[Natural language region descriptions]
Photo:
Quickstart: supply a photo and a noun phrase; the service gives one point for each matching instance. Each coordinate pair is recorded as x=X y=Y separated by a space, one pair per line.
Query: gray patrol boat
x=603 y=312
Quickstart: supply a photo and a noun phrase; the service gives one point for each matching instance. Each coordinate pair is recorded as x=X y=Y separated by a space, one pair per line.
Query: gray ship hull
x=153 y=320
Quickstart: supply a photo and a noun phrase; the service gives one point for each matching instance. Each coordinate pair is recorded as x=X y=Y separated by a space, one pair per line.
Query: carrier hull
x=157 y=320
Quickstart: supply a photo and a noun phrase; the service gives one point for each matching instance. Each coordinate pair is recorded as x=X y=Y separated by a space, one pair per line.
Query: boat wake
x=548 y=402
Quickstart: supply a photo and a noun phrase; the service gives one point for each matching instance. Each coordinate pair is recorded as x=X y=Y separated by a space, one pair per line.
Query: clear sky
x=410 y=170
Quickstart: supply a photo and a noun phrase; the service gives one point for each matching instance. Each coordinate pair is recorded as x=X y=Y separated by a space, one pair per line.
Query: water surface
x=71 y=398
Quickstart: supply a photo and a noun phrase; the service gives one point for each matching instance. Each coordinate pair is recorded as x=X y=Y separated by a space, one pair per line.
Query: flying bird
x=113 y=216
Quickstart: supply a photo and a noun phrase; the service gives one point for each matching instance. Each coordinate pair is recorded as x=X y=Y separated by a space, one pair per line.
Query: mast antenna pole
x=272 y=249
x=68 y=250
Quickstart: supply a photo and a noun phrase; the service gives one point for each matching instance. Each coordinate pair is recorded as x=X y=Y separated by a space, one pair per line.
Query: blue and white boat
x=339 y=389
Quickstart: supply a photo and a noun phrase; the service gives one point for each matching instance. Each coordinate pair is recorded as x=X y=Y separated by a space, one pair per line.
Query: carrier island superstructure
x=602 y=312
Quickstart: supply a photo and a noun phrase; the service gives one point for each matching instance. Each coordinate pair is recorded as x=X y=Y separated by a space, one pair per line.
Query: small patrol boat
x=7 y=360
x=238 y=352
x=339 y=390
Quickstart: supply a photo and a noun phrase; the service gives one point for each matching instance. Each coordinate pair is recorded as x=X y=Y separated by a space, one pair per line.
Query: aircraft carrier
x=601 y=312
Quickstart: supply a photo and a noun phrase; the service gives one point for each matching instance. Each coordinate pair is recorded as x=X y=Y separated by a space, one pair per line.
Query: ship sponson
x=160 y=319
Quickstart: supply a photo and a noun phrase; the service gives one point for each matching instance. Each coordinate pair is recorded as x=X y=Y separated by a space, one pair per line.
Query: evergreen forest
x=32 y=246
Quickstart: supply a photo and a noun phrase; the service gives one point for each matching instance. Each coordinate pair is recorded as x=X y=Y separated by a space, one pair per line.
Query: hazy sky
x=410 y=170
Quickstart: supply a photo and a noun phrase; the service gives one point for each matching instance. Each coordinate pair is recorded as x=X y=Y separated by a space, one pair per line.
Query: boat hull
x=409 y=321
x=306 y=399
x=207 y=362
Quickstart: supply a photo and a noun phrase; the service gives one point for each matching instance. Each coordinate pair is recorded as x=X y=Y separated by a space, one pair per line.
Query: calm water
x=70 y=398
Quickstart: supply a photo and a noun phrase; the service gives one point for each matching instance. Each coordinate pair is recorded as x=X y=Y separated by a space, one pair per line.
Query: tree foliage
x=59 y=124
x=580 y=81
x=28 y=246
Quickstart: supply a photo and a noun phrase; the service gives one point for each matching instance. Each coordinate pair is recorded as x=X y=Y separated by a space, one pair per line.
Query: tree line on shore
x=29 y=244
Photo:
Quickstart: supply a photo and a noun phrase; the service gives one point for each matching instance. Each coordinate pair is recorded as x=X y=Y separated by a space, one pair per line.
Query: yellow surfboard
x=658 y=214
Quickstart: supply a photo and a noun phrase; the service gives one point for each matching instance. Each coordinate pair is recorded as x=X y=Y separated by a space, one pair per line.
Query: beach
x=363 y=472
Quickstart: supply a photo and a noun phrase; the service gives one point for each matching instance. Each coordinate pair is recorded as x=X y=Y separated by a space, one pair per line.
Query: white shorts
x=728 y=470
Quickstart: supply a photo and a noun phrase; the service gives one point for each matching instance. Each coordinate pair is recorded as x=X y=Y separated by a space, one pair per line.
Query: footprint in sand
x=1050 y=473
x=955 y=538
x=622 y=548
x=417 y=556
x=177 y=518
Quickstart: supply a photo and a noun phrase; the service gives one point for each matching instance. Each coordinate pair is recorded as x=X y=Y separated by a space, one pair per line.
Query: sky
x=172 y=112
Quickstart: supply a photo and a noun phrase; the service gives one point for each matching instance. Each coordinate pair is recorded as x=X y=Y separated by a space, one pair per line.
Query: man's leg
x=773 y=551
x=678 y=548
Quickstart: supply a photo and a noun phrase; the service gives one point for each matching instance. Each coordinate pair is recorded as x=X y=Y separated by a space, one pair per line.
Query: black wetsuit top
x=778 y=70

> [Your assignment]
Exactly as given, restate all the lines above.

> [Task response]
Photo:
Quickstart: supply a photo and a noun phrase; the service gives one point for each matching instance. Each coordinate pair is recorded as x=X y=Y separated by a space, one pair per line.
Query: gray patrol boat
x=603 y=312
Quickstart: supply a photo and a noun phrase; the service gives one point for each matching instance. Each coordinate pair is recorded as x=X y=Y separated by a space, one pair per line.
Query: gray ship hull
x=153 y=320
Quickstart: supply a photo and a noun phrase; the service gives one point for each matching instance. Each coordinate pair is recorded as x=X y=Y separated by a space, one pair per line.
Query: carrier hull
x=157 y=320
Quickstart: supply a photo and a noun phrase; the service gives one point for each matching instance. Each coordinate pair is recorded as x=X y=Y separated by a space, one pair per line.
Query: boat wake
x=548 y=402
Quickstart: supply a photo and a noun phrase; the service gives one point for each matching instance. Each coordinate pair is recorded as x=X y=Y separated by a space, one pair per line.
Query: clear sky
x=410 y=170
Quickstart: supply a photo and a noun phrase; the service gives one point for each matching instance. Each coordinate pair is recorded as x=X y=Y separated by a space, one pair per line.
Query: water surface
x=71 y=398
Quickstart: supply a photo and a noun phrase; the service gives one point for each matching instance. Each coordinate pair is recorded as x=X y=Y separated by a space, one pair per line.
Query: flying bird
x=113 y=216
Quickstart: supply a photo and a noun phrase; the service gives one point for each matching instance. Each coordinate pair is recorded as x=X y=Y separated by a space, one pair per line.
Query: mast antenna pole
x=272 y=249
x=68 y=250
Quickstart: supply a photo and a noun phrase; the service gives one point for each matching instance. Each coordinate pair is recorded as x=X y=Y separated by a space, one pair per line.
Query: blue and white boat
x=339 y=389
Quickstart: supply a photo and a noun phrase; the service gives one point for each matching instance. Each coordinate pair is recorded as x=X y=Y separated by a space, one pair per line.
Query: carrier island superstructure
x=602 y=312
Quickstart: supply a photo and a noun phrase; the service gives one point for each matching instance. Each coordinate pair is recorded as x=X y=Y separated by a space, one pair per line.
Query: small patrol boat
x=7 y=360
x=238 y=352
x=339 y=390
Quickstart: supply a photo and a noun phrase; the service gives one point for each matching instance. Each coordinate pair is recorded as x=X y=Y separated by a space, one pair per line.
Query: aircraft carrier
x=601 y=312
Quickstart: supply a photo and a noun phrase; the service gives one point for each matching instance. Each coordinate pair is recorded as x=X y=Y separated by a space, one pair per line.
Query: ship sponson
x=160 y=319
Quickstart: supply a photo and a noun phrase; the service gives one point for each matching instance. Each coordinate pair is recorded as x=X y=Y separated by a space, one pair per line.
Query: evergreen forest
x=32 y=246
Quickstart: supply a photo and a noun phrase; the service gives one point for each matching instance. Each coordinate pair is recorded as x=X y=Y separated by a space, one pair per line.
Query: hazy sky
x=410 y=170
Quickstart: supply a photo and a noun phrase; the service gives one point for each matching instance. Each coordinate pair is recorded as x=X y=Y separated by a space, one pair per line.
Query: boat hull
x=409 y=321
x=306 y=399
x=207 y=362
Quickstart: supply a photo and a noun phrase; the service gives one point for each matching instance. Each coordinate pair is recorded as x=X y=Y separated by a space, one pair per line.
Query: calm water
x=70 y=398
Quickstart: supply a photo and a noun phrase; the service gives one point for each matching instance. Each coordinate pair is recorded as x=X y=Y separated by a space, one pair per line.
Query: tree foliage
x=59 y=124
x=580 y=81
x=28 y=246
Quickstart: supply a photo and a noun phrase; the service gives one point for each matching instance. Each coordinate pair is recorded as x=X y=Y separated by a space, one pair per line.
Query: tree line on shore
x=29 y=244
Photo:
Quickstart: supply a photo and a noun phrase; the service gives one point for each matching instance. Each coordinate pair is recorded as x=X y=Y separated by a space, one pair per line.
Query: yellow surfboard
x=658 y=214
Quickstart: supply a photo and a noun phrase; the service gives one point for each matching instance. Each coordinate pair is recorded as x=X y=Y separated by a space, one pair per line.
Query: beach
x=363 y=472
Quickstart: supply a photo and a noun phrase; the service gives one point for each matching instance. Each coordinate pair is recorded as x=X y=Y separated by a space, one pair per line.
Query: white shorts
x=728 y=470
Quickstart: supply a photo and a noun phrase; the service gives one point for each matching instance. Each coordinate pair is recorded as x=X y=Y separated by a space, one pair per line.
Query: footprint in sand
x=1050 y=473
x=955 y=538
x=622 y=548
x=417 y=556
x=177 y=518
Quickstart: supply a photo and a noun phrase; the service gives one point for each matching instance. Each coordinate pair is recorded as x=X y=Y separated by a space, one pair per line.
Query: sky
x=172 y=112
Quickstart: supply a photo and a noun phrase; the service gives one point for each matching instance. Each coordinate pair is recorded as x=X y=Y separated by a space, one pair per line.
Query: man's leg
x=773 y=551
x=678 y=548
Quickstart: supply a photo and a noun phrase; the service gives one point for each matching instance. Each coordinate pair is recorded as x=X y=Y separated by a space, one pair per line.
Query: black wetsuit top
x=778 y=70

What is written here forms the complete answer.